● WRITTEN PROBLEM: Strip the pictures and reproduce the rest of the listing exactly.

(Entries from a point annotation set)
+-------+
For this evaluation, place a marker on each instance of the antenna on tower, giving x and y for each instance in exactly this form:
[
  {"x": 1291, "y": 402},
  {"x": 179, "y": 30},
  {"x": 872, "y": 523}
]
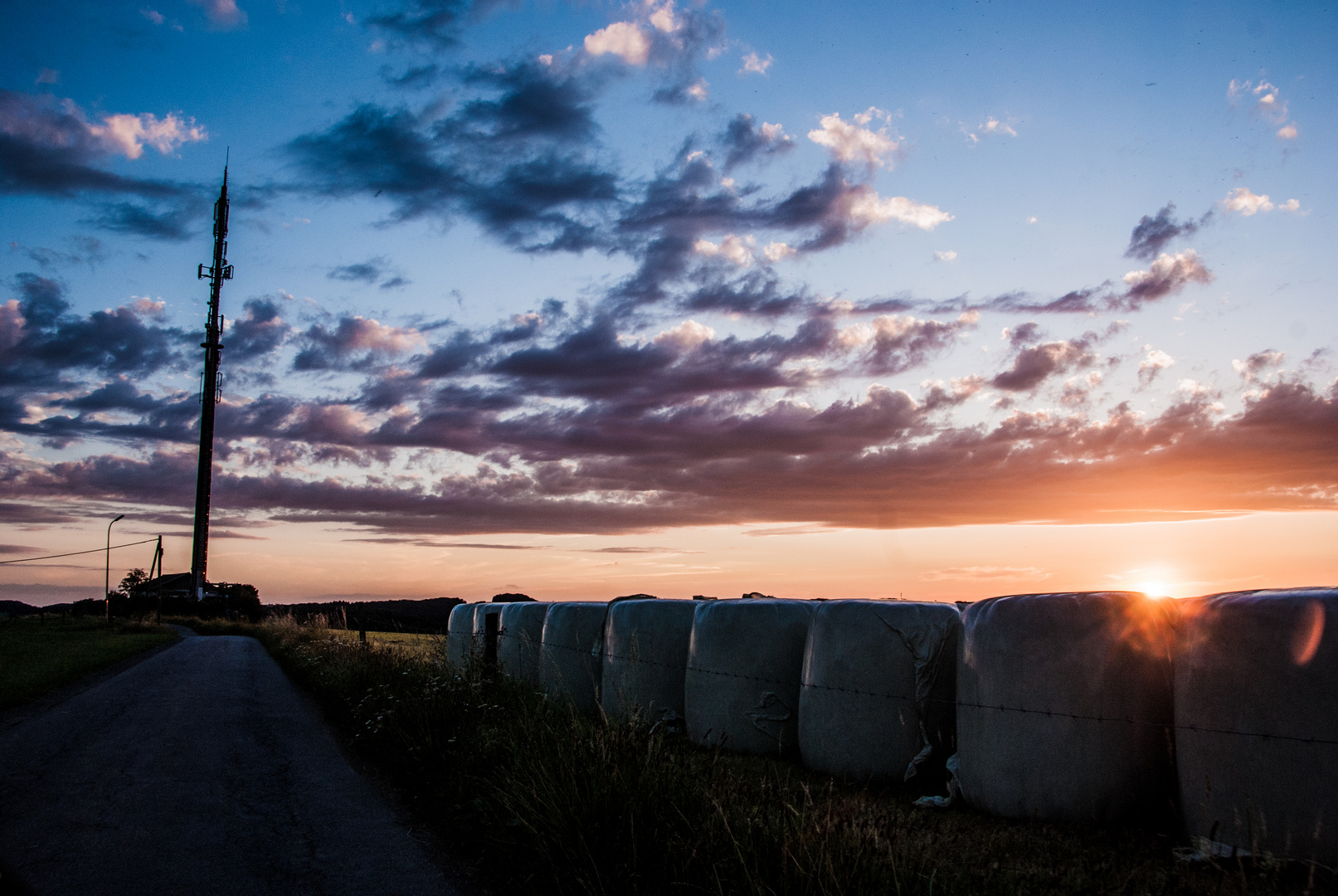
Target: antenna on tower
[{"x": 211, "y": 388}]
+-------+
● TASK OUTPUT:
For this evaluation, place a marker on each instance of the antenna on tower, giving x and y for each instance in exactly this form:
[
  {"x": 1291, "y": 402},
  {"x": 179, "y": 30},
  {"x": 872, "y": 523}
]
Target: antenna on tower
[{"x": 211, "y": 388}]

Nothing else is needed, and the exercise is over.